- TASK STATEMENT -
Copy every line from the beginning of the items through the line containing "105), (199, 105)]", and shift the answer coordinates by adding 145 to each of their numbers. Leave every other line and number unchanged.

- DATA IN THIS EXERCISE -
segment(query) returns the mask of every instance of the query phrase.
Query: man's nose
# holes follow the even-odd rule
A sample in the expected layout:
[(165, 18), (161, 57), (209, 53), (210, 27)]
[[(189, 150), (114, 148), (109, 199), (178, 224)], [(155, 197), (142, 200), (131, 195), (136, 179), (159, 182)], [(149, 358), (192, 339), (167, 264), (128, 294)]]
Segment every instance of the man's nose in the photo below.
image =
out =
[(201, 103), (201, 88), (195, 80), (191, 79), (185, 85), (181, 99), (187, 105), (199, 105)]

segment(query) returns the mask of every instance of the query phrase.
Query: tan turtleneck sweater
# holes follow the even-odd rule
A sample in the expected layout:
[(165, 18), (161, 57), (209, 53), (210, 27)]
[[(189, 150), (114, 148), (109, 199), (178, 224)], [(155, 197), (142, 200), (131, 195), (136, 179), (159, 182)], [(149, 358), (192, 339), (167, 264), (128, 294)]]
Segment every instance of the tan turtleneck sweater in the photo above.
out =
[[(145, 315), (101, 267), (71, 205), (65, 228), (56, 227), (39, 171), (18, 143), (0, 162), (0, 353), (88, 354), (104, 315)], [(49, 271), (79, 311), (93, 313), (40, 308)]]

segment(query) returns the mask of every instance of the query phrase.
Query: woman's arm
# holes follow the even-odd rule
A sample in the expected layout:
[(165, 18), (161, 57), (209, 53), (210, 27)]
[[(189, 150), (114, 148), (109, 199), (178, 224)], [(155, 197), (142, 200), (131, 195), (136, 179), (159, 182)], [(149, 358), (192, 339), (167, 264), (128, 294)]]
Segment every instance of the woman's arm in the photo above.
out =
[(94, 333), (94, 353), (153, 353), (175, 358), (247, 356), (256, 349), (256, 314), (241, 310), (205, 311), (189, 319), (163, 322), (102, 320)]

- WRITTEN ANSWER -
segment(query) returns the mask of every instance of the query phrase.
Query: man's nose
# holes follow the even-odd rule
A sample in the expected layout:
[(165, 18), (161, 57), (209, 53), (210, 27)]
[[(189, 150), (114, 148), (109, 199), (178, 224)], [(155, 197), (142, 200), (131, 195), (136, 179), (159, 182)], [(149, 358), (192, 339), (167, 264), (128, 294)]]
Segment every instance of the man's nose in the photo below.
image =
out =
[(346, 248), (346, 233), (340, 225), (336, 224), (330, 230), (326, 244), (332, 250), (344, 250)]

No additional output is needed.